Write out the whole listing exactly as it stands.

## start

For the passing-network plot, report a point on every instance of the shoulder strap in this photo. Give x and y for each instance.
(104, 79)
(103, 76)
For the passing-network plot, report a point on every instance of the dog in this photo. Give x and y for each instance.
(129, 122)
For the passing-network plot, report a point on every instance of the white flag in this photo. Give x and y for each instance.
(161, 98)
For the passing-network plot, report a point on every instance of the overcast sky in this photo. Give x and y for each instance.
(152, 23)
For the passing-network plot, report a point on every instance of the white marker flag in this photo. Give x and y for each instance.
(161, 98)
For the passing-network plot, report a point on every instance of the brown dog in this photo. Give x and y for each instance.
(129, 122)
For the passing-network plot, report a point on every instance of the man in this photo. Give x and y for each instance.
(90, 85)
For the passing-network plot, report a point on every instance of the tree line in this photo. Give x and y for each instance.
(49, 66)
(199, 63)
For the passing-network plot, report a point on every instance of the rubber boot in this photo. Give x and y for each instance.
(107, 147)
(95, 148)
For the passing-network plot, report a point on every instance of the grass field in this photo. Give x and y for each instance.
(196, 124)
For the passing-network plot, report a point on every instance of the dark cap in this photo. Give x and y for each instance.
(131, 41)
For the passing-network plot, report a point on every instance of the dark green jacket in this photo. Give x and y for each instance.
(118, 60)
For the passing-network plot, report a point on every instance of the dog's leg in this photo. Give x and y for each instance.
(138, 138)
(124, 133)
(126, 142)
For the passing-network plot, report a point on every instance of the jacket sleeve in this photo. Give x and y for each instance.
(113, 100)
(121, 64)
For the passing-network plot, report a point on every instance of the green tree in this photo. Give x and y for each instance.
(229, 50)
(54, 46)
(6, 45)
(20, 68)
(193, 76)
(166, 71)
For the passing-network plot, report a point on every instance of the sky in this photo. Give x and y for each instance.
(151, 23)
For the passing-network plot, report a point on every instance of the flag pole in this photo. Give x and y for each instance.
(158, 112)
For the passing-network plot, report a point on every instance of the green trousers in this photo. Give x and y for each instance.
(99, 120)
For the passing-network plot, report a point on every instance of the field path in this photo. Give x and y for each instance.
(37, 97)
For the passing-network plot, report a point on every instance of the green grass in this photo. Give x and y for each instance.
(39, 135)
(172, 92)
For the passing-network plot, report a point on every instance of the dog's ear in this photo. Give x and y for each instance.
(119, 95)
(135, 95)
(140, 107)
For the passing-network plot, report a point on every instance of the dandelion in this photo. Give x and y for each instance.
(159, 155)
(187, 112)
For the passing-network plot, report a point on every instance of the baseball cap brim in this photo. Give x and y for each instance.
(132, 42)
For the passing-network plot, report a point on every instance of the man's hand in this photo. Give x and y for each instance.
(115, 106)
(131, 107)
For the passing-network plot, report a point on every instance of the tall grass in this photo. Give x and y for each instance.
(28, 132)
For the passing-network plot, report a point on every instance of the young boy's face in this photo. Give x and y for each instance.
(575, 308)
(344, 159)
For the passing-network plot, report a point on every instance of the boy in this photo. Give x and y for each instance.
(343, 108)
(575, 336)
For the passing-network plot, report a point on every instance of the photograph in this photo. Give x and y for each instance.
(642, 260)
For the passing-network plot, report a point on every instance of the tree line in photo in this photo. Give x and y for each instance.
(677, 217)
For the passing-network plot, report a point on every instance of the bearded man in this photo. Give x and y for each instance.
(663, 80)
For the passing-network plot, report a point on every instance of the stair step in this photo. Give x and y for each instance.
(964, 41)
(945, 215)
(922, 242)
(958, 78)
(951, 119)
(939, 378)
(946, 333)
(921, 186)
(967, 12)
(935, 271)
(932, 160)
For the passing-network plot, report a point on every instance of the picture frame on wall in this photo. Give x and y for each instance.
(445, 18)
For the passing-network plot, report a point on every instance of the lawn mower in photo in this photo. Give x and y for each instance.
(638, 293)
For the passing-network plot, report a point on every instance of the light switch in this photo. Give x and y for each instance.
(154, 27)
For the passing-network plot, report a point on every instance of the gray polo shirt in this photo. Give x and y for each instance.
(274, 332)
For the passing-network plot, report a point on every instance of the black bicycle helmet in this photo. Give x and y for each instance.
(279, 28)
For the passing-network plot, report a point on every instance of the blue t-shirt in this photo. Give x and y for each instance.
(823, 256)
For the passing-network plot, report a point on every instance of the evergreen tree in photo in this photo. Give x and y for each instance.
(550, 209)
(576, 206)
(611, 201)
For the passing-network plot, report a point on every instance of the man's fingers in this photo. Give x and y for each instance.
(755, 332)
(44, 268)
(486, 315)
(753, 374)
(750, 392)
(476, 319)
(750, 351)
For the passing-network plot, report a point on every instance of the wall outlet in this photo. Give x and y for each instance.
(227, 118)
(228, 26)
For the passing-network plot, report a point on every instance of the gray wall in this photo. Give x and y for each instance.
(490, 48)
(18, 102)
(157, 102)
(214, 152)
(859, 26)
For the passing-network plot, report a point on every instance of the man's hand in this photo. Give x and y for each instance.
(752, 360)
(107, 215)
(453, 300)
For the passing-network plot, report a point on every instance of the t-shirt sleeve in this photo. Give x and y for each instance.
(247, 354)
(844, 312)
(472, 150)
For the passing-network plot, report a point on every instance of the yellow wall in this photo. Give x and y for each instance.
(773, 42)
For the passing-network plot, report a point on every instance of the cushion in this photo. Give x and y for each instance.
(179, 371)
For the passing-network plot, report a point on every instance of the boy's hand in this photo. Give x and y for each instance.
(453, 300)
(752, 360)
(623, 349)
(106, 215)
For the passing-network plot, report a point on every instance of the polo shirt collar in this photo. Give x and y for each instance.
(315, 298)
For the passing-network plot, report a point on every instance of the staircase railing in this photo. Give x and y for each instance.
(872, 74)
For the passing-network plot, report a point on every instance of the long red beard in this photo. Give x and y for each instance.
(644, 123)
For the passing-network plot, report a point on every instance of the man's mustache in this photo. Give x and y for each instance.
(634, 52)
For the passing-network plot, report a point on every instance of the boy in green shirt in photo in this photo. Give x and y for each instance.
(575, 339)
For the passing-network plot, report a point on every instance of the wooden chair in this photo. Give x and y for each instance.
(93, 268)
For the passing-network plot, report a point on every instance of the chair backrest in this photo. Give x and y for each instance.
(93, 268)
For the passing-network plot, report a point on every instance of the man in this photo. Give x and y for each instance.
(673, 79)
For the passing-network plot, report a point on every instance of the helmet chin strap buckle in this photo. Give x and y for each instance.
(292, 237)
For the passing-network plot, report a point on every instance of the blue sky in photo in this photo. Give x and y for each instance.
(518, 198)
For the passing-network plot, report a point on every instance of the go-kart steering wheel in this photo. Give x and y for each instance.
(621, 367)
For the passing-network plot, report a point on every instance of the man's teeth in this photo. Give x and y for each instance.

## end

--- OUTPUT ---
For the passing-network plot, report a point on every instance of the shoulder strap in this photo. Give x and y for each instance.
(104, 79)
(103, 76)
For the passing-network plot, report a point on every instance of the dog in this photo. Give x and y for each instance.
(129, 122)
For the passing-network plot, report a point on every instance of the white flag in this photo. Give x and y for each instance.
(161, 98)
For the passing-network plot, report a point on every instance of the overcast sky in this photo. Give x and y for each instance.
(152, 23)
For the passing-network plot, report a point on every instance of the white marker flag in this photo. Give x and y for each instance.
(161, 98)
For the passing-network plot, report a point on every instance of the brown dog in this photo. Give x and y for each instance.
(129, 122)
For the passing-network plot, report a point on every instance of the man in this photo. Give x and y for each instance.
(90, 85)
For the passing-network plot, report a point on every instance of the tree line in this photo. Give x and y for each instance.
(49, 66)
(199, 63)
For the passing-network plot, report a point on every instance of the rubber boot in this photo. Give x and y for each instance.
(107, 147)
(95, 148)
For the passing-network plot, report a point on every instance of the grass field in this photo. Give x and y for each instance.
(196, 124)
For the passing-network plot, report a point on every instance of the dark cap in this photo. Give x and y for each instance.
(131, 41)
For the passing-network plot, report a point on every instance of the dark green jacket in this photo. Give x and y for each instance.
(118, 60)
For the passing-network plot, report a point on every instance of the dog's leg in this photo. Give x and y for each instance.
(138, 138)
(124, 133)
(126, 142)
For the passing-network plot, report a point on every instance of the jacket sleeve in this photo. Give x and y for each instance.
(113, 100)
(121, 64)
For the passing-network plot, report a point on every instance of the green tree in this photo. Give x and y for each instance.
(229, 50)
(54, 46)
(6, 45)
(20, 68)
(193, 76)
(166, 71)
For the passing-network plot, report a point on every instance of the sky in this photo. Give x and y for each instance.
(151, 23)
For the passing-network plot, report a point on every instance of the flag pole in this photo. Give x and y for each instance.
(158, 112)
For the passing-network plot, report a point on every instance of the green trousers in this photo. Give x and y for each instance.
(99, 120)
For the passing-network plot, report a point on every instance of the field path in this photo. Give x and y for each instance.
(37, 97)
For the passing-network plot, report a point on every instance of the green grass in this photo. Give x and y for each instance.
(39, 135)
(172, 92)
For the passing-network plot, report a point on every instance of the dog's ear in this photo. Give x and y for each instance.
(119, 95)
(135, 95)
(140, 107)
For the passing-network plot, report a point on every instance of the dandelion in this photo. Give x and y for each instance.
(159, 155)
(187, 112)
For the passing-network plot, report a point on every instance of the baseball cap brim in this photo. Give x and y for each instance.
(132, 42)
For the passing-network plot, report a point on every instance of the man's hand in this photo. Give x and y for each instance.
(115, 106)
(131, 107)
For the passing-network plot, report a point on every instance of the tall grass in this photo. Give x and y for each instance.
(28, 132)
For the passing-network plot, report a point on every instance of the young boy's face in this photo. Give x and y for each instance.
(575, 308)
(344, 159)
For the passing-network plot, report a point on every instance of the boy in this photo. Give x and y for each instance.
(343, 108)
(575, 336)
For the passing-network plot, report a point on every instance of the photograph in this photo. Give x and y for each instance.
(642, 260)
For the passing-network plot, report a point on every instance of the tree line in photo in this photo. Give x and y for each instance.
(677, 217)
For the passing-network plot, report a point on every instance of the bearded man in this photo. Give x and y for each instance.
(663, 80)
For the passing-network plot, report a point on every instance of the stair step in this photo. Give x and y for each instance.
(964, 41)
(945, 215)
(922, 242)
(958, 78)
(951, 119)
(939, 378)
(946, 333)
(921, 186)
(967, 12)
(935, 271)
(932, 160)
For the passing-network plot, report a point on every instance of the picture frame on wall in this photo. Give x and y for each instance.
(445, 18)
For the passing-network plot, report a point on every instance of the lawn mower in photo in this photo. Give x and y for each instance.
(638, 293)
For the passing-network plot, report a point on every instance of the light switch in this photo. Give x and y for each instance.
(154, 27)
For the passing-network plot, report a point on every instance of the gray polo shirt in this photo. Give x and y for each instance.
(274, 332)
For the passing-network plot, report a point on every instance of the black bicycle helmet in this photo. Give x and y for each instance.
(279, 28)
For the passing-network plot, report a point on every instance of the blue t-shirt in this photo. Give x and y for each instance.
(823, 256)
For the passing-network plot, report a point on every instance of the evergreen tree in photo in this photo. Give x and y for each instance.
(550, 209)
(576, 206)
(611, 201)
For the passing-network plot, report a point on every instance of the man's fingers in this photo. Give x and y for each instance.
(755, 332)
(44, 268)
(486, 315)
(753, 374)
(750, 392)
(476, 319)
(750, 351)
For the passing-network plot, report a point on every instance of the wall outlet in this photo. Give x and y for each instance.
(227, 118)
(228, 26)
For the passing-network plot, report a point on every instance of the gray wall in this photo. Give x and y for each instance.
(490, 48)
(18, 102)
(157, 102)
(214, 152)
(859, 26)
For the passing-network plot, report a point on every instance of the man's hand in this photo. Give x and y for each instance.
(752, 360)
(107, 215)
(453, 300)
For the passing-network plot, report a point on every instance of the t-shirt sleeve in this photo. Give x and y for each instance.
(247, 354)
(844, 312)
(472, 150)
For the passing-network plot, report a point on every instance of the yellow wall in this photo. Give x and y for each instance.
(773, 42)
For the passing-network plot, report a point on every instance of the cushion in this photo. Give x and y for each instance.
(179, 371)
For the passing-network plot, report a point on every instance of the boy's hand in this photo. Give x and y for each instance.
(453, 300)
(752, 360)
(623, 349)
(106, 215)
For the passing-network plot, report a point on every instance of the polo shirt collar in this photo. Give x and y for each instance.
(315, 298)
For the passing-network plot, report a point on every instance of the staircase railing in this photo. Give x and y for each instance.
(872, 74)
For the passing-network plot, report a point on every instance of the long red beard in this photo. Give x and y for each instance.
(644, 123)
For the passing-network plot, report a point on every instance of the man's mustache in this photo. Give x and y for each instance.
(634, 52)
For the passing-network plot, report a point on every instance of the boy in green shirt in photo in this photo. Give x and y for each instance.
(575, 339)
For the passing-network plot, report a point on every instance of the wooden chair in this photo. Give x and y for each instance.
(93, 268)
For the passing-network plot, report a point on every instance of the chair backrest in this photo. Give x and y for each instance.
(93, 268)
For the passing-network plot, report a point on every instance of the man in this photo. Give x and y for each instance.
(673, 79)
For the passing-network plot, report a point on every instance of the helmet chin strap buckle in this photo. Give x and y for each instance.
(292, 237)
For the passing-network plot, report a point on every instance of the blue sky in photo in this photo. Give x and y for each instance.
(518, 198)
For the passing-network plot, report a point on every instance of the go-kart steering wheel in this photo. Give x and y for each instance.
(621, 367)
For the passing-network plot, report a point on every instance of the man's teeth in this photo. Give x and y for each instance.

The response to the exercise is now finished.